-- TASK STATEMENT --
Gather every line of the records below that contains the string "aircraft", and copy each such line in full. Treat the match as case-sensitive.

-- RECORDS FOR THE EXERCISE --
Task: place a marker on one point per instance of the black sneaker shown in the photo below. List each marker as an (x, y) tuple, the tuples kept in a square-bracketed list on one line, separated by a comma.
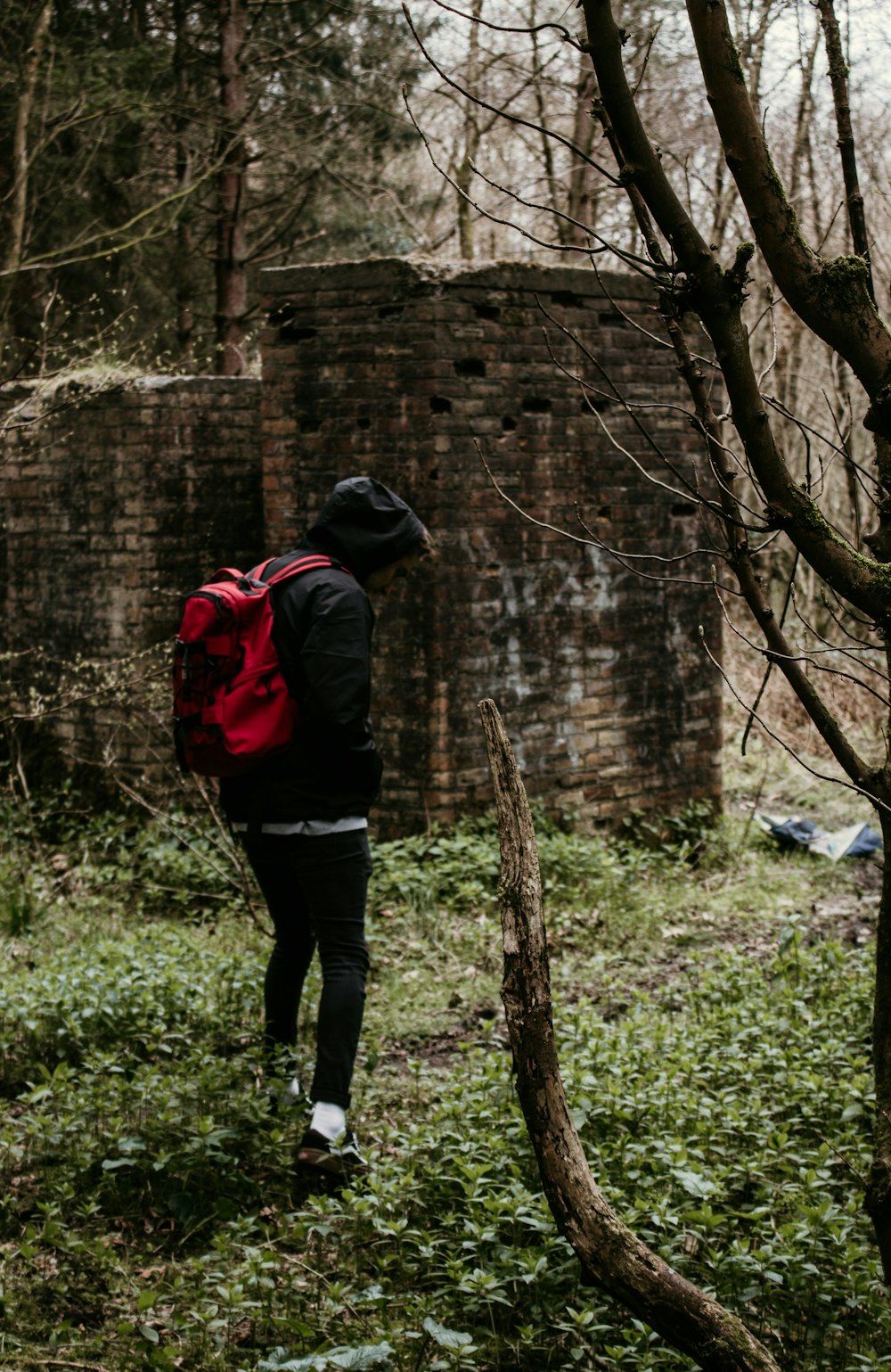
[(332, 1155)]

==

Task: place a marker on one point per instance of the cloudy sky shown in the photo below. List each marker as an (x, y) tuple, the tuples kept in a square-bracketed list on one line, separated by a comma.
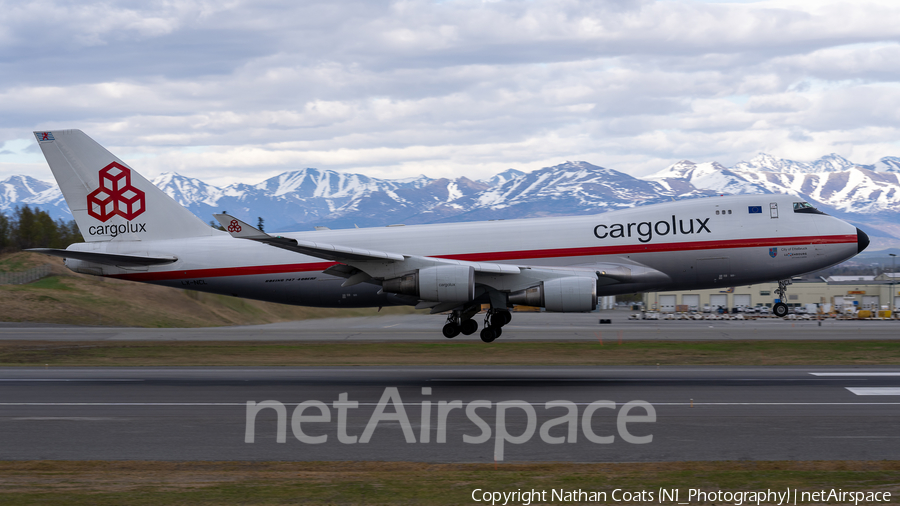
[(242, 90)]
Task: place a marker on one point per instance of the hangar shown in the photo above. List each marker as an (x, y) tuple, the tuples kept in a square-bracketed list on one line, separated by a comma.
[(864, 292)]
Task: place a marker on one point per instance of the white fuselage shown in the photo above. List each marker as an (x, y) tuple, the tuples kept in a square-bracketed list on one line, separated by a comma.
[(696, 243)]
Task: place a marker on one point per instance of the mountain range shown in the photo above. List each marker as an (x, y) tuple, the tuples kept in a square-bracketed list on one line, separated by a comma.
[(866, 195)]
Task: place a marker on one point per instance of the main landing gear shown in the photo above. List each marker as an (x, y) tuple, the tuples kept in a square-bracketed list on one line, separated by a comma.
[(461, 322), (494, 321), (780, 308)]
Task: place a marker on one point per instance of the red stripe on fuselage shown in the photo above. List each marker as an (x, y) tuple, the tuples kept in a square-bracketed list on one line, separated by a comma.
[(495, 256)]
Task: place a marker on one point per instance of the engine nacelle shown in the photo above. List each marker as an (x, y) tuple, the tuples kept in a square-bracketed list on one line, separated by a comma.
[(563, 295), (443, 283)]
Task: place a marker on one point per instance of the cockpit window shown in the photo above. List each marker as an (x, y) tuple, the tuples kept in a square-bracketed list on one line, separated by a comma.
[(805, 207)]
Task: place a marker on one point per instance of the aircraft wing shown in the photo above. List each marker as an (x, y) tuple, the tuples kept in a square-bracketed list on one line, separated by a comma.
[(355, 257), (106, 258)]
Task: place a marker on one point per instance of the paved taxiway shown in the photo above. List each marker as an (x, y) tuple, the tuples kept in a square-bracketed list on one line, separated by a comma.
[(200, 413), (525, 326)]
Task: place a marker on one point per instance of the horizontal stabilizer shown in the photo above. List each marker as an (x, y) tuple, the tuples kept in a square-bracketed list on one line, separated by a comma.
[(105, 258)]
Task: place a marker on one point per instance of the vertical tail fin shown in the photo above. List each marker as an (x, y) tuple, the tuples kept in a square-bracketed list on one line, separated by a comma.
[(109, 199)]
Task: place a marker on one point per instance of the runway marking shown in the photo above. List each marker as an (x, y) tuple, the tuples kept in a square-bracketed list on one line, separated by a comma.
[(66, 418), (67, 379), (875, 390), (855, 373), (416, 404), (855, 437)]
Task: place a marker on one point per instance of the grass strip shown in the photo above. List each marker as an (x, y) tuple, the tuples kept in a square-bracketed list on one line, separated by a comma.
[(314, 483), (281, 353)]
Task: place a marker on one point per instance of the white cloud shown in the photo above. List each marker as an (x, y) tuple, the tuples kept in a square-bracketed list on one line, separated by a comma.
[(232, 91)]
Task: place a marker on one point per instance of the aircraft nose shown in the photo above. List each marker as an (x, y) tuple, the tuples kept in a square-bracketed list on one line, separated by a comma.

---

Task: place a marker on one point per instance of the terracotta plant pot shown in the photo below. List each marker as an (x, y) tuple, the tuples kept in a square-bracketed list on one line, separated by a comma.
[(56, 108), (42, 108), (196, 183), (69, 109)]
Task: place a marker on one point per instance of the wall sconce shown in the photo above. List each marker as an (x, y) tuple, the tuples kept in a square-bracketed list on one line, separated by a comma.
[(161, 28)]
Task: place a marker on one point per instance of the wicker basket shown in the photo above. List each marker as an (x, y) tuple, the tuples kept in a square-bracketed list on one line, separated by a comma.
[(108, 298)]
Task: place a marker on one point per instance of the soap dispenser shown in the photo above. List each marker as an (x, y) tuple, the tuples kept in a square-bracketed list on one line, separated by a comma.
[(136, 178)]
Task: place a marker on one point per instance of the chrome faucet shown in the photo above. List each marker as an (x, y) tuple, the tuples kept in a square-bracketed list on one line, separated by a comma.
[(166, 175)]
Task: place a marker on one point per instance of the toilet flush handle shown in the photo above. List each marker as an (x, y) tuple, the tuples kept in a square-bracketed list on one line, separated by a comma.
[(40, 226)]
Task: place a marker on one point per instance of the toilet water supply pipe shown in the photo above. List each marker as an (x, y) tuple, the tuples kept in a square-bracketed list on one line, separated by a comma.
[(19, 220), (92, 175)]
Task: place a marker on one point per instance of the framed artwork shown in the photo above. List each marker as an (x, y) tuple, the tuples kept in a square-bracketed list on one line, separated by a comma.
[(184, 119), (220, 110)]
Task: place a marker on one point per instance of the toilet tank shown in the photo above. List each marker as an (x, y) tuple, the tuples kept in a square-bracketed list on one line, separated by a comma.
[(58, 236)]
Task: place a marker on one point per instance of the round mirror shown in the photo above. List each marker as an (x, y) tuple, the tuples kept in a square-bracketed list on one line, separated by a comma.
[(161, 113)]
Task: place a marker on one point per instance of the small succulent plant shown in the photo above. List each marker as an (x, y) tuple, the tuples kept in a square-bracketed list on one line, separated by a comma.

-- RESULT OF THE EXERCISE --
Task: place a marker on one point per instance of the aircraft wing shown in the photo above. List each marker as an (x, y) tuple, the tuples kept in a square-bracketed list on one line, separated by a comma.
Task: place a marker on one point per instance of the aircraft nose shown in the photo above. List each marker as an (x, y) tuple, the tuples kept in a square-bracketed list on one line, separated by a comma.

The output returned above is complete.